:: EXERCISE MATERIALS

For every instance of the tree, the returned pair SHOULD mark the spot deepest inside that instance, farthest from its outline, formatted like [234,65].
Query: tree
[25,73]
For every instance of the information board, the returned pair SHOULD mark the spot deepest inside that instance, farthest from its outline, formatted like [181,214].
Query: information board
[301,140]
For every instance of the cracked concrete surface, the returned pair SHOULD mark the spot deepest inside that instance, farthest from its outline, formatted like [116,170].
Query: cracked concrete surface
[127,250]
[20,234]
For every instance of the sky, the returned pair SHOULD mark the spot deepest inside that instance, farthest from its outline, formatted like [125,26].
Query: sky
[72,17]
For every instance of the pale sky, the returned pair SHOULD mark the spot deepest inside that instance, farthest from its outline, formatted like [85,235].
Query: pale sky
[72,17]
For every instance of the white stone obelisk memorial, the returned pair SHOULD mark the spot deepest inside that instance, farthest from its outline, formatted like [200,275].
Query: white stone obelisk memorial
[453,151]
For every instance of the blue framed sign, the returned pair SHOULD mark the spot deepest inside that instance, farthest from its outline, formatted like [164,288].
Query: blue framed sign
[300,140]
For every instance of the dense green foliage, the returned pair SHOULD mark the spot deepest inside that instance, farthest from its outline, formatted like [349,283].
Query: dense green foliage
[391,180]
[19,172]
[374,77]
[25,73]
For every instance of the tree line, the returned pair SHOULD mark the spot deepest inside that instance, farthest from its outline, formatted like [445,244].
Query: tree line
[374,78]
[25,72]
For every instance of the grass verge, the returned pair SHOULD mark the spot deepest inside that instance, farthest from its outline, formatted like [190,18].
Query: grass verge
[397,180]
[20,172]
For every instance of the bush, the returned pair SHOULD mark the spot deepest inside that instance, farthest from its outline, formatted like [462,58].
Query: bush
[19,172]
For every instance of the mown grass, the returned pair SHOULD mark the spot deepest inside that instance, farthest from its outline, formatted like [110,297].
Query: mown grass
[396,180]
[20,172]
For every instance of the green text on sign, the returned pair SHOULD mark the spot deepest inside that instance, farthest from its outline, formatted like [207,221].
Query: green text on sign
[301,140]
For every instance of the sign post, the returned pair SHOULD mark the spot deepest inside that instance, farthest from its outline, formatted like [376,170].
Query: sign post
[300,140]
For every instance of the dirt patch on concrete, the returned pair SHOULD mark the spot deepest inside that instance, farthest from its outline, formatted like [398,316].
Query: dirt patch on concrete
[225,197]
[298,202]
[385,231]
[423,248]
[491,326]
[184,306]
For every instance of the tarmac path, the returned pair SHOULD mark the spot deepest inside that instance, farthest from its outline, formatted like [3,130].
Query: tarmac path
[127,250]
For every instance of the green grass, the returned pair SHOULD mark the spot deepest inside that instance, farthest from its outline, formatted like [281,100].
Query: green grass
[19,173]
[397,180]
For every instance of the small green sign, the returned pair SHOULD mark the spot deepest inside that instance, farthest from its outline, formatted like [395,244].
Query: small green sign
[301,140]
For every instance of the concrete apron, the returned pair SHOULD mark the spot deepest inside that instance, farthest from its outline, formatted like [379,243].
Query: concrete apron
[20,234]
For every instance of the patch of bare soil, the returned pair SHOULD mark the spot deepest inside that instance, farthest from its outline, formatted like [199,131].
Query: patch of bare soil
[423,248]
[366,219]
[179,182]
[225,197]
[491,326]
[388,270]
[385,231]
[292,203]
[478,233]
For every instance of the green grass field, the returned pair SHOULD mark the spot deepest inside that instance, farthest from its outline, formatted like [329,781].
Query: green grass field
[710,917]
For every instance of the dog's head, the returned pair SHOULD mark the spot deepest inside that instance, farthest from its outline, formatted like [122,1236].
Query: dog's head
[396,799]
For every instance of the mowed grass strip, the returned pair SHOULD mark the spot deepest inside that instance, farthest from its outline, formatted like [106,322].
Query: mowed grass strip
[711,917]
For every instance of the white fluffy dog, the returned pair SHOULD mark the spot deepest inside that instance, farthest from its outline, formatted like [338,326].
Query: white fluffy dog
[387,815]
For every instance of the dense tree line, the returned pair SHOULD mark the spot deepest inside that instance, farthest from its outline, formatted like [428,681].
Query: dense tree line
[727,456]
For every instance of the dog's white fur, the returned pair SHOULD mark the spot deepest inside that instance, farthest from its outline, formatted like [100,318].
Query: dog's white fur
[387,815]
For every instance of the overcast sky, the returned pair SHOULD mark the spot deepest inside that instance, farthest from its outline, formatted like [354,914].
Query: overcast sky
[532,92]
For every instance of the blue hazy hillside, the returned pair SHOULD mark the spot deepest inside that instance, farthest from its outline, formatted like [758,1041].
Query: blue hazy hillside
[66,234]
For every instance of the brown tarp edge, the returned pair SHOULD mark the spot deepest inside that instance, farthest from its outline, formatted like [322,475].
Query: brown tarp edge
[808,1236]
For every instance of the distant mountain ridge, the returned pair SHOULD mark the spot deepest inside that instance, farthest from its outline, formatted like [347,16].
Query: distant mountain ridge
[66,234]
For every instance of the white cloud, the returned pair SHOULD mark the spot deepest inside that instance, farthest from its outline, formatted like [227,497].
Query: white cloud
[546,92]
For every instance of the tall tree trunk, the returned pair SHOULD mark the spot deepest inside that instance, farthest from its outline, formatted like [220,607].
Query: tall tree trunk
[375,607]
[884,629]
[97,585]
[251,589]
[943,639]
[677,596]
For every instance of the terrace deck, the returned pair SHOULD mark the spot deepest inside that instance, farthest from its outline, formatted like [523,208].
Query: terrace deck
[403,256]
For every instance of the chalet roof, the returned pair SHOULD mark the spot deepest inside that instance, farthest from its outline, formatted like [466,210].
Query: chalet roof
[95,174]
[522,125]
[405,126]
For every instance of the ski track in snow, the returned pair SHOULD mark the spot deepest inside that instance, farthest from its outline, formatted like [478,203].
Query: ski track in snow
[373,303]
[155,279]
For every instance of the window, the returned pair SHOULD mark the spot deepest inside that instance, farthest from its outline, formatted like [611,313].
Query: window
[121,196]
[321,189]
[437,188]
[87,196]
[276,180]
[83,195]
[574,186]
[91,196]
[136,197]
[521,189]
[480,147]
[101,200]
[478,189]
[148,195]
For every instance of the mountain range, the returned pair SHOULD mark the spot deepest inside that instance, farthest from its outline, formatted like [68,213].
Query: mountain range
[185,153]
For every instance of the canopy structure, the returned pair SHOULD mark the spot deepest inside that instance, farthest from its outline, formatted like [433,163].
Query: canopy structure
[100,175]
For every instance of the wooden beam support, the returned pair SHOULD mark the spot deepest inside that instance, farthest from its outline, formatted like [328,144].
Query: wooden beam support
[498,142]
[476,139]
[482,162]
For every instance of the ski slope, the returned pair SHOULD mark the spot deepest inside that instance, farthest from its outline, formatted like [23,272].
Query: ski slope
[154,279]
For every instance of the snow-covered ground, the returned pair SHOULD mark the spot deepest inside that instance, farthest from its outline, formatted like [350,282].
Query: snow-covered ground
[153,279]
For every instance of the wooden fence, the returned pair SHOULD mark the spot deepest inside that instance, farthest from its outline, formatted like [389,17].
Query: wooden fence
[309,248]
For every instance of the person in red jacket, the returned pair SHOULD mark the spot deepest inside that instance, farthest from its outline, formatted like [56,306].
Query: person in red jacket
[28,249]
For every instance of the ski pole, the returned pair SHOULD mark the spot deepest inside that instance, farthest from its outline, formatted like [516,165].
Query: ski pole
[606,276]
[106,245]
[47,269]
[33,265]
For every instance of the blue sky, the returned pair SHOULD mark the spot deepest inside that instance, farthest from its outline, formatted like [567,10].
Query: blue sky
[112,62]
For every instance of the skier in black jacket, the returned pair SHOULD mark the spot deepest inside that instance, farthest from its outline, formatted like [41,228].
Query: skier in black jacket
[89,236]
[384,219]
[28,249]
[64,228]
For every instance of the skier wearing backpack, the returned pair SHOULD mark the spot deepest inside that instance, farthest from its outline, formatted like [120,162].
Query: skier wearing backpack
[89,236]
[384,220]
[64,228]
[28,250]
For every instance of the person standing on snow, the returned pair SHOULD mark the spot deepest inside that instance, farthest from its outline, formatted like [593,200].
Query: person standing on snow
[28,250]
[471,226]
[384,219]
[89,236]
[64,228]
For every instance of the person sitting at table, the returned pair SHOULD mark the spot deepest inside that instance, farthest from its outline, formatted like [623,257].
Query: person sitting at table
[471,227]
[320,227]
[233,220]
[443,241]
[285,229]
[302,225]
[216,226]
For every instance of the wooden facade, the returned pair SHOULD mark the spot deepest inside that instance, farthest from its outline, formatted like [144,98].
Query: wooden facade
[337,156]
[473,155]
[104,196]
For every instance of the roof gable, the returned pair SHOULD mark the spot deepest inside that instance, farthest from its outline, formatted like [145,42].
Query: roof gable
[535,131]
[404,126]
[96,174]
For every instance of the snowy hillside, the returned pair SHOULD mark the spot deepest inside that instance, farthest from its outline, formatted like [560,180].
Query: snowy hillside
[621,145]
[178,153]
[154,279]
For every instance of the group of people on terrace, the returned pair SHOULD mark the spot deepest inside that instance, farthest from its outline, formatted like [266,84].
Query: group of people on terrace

::::

WRITTEN EXERCISE
Switch "returned pair" to "reported pair" in the lines of the material starting at the line that contains "For every instance of the wooden facade, the" and ending at the final line of the material. Write out only those lines, with everything else left unchanged.

WORKED ANSWER
For every instance of the wooden facade, the reported pair SHOULD mark the spot deepest inside that instance, farthest from its outline, formatted like [144,98].
Query: wooden facade
[337,156]
[473,155]
[104,196]
For every instance of the roof gable, the reported pair SHOULD mark the spot deepest inside that instance, farthest from its outline, formatted like [145,42].
Query: roof gable
[535,131]
[404,126]
[96,174]
For every instance of the snowy hillside, the reported pair SHOULD mark the spot deepest inside that instance, farthest from its outline, formatted like [560,180].
Query: snowy hillside
[621,145]
[178,153]
[154,279]
For every instance of the group of people on terrace, the reported pair SHOULD mark the spot deepest inside that instance, farthest from its outline, formatted like [266,84].
Query: group of people on terrace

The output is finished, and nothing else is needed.